*Requirement A*: In the array-parity problem, what range does the length of nums fall within?
*Requirement B*: Do these statements agree with the array-parity problem? (i) Only one output is accepted for the input [3,1,2,4]. (ii) The even integers go at the beginning of the array. (iii) The posted Python3 runtime was 117 ms. Answer yes or no for each, quoting the deciding words.

---------- Document ----------

Given an integer array nums, move all the even integers at the beginning of the array followed by all the odd integers.

Return any array that satisfies this condition.

Example 1:

Input: nums = [3,1,2,4]
Output: [2,4,3,1]
Explanation: The outputs [4,2,3,1], [2,4,1,3], and [4,2,1,3] would also be accepted.

Example 2:

Input: nums = [0]
Output: [0]

Constraints:

1 <= nums.length <= 5000
0 <= nums[i] <= 5000

#LeetCode, #Facebook, #Microsoft, #Google, #Amazon, #Array, #Two Pointers, #Sorting

링크

https://leetcode.com/problems/sort-array-by-parity/ 4750 회 연결

익명
작성일 2022.05.02 11:49

Runtime: 117 ms, faster than 37.62% of Python3 online submissions for Sort Array By Parity.
Memory Usage: 14.6 MB, less than 63.70% of Python3 online submissions for Sort Array By Parity.

---------- Material provided ----------

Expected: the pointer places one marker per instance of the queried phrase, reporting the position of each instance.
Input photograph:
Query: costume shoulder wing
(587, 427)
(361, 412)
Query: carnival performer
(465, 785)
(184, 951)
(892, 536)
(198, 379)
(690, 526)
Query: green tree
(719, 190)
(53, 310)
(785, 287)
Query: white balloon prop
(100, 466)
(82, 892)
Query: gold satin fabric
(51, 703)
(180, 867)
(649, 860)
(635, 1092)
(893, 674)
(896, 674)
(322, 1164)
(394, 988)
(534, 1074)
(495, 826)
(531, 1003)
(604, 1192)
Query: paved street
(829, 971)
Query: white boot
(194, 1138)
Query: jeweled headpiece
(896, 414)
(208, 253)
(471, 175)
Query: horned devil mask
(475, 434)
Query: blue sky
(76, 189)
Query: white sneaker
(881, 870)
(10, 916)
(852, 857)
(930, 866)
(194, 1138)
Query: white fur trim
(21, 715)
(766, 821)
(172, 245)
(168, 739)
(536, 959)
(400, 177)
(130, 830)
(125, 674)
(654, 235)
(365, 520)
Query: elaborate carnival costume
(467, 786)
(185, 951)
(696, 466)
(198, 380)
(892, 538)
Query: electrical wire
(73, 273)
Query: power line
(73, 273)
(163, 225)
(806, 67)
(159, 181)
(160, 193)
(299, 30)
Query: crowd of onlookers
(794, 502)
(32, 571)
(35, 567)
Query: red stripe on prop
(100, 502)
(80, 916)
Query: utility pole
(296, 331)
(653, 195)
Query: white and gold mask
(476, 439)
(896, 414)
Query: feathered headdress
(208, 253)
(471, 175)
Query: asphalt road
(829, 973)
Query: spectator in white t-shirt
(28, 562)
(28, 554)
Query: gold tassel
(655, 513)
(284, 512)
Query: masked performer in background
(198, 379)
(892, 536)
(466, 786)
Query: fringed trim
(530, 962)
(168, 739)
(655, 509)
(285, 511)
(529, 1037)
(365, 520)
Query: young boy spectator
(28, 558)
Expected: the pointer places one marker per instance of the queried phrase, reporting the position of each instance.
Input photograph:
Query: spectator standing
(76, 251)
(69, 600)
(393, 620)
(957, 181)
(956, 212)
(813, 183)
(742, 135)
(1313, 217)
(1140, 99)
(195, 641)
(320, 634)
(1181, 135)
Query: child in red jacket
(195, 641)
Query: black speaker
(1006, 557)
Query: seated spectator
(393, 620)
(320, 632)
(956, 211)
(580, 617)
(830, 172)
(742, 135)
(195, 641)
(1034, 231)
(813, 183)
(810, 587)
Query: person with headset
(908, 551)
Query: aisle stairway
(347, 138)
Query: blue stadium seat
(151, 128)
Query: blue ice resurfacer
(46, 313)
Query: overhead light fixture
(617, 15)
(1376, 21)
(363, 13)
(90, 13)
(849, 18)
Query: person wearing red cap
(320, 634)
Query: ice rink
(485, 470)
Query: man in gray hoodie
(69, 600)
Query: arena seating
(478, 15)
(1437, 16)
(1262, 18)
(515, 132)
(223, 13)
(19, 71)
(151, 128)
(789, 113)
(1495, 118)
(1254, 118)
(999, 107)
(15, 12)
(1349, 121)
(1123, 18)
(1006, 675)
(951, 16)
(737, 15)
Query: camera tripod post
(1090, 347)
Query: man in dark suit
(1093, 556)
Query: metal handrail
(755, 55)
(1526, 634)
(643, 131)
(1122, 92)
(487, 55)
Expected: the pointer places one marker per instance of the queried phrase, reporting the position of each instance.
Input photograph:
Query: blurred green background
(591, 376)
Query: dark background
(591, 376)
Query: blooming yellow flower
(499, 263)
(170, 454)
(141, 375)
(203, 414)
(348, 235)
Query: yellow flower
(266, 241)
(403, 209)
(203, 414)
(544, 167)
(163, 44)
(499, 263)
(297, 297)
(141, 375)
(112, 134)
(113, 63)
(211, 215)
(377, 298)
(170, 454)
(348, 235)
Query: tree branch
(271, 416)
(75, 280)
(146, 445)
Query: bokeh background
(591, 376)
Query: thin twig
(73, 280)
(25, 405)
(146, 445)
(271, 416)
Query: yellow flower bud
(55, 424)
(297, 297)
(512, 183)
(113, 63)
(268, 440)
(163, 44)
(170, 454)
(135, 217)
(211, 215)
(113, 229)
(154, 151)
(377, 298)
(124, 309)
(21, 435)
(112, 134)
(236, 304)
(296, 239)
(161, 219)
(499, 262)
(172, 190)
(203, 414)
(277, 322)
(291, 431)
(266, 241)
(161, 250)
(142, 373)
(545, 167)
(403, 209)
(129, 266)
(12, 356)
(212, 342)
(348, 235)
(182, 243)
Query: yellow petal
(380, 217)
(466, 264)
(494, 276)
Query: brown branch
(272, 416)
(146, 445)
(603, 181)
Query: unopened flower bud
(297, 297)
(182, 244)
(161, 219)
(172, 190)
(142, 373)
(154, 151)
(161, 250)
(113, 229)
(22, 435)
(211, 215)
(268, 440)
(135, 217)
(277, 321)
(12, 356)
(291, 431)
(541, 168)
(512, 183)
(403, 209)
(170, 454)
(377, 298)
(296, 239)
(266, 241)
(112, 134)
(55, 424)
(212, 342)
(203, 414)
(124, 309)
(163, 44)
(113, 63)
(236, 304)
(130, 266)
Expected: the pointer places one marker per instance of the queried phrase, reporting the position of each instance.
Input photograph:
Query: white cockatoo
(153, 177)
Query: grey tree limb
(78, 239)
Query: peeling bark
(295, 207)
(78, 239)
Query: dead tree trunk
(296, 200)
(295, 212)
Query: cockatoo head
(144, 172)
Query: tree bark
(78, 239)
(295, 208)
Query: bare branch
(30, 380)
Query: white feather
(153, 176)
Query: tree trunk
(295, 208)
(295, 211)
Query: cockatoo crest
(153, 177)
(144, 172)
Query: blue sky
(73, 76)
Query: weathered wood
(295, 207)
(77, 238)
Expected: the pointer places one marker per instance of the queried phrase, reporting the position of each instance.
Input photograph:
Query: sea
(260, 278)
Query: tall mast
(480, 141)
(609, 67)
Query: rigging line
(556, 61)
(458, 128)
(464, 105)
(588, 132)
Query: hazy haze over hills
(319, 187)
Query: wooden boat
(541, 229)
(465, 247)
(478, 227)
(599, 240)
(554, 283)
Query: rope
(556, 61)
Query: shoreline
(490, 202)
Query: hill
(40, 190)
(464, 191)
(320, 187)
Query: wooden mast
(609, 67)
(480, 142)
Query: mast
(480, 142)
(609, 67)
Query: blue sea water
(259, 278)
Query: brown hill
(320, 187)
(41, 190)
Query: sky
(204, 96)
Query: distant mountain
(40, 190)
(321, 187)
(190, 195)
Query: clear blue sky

----------

*Complete response A*: From 1 to 5000 (1 <= nums.length <= 5000).

*Complete response B*:
(i) No: "The outputs [4,2,3,1], [2,4,1,3], and [4,2,1,3] would also be accepted."
(ii) Yes: "move all the even integers at the beginning of the array followed by all the odd integers"
(iii) Yes: "Runtime: 117 ms"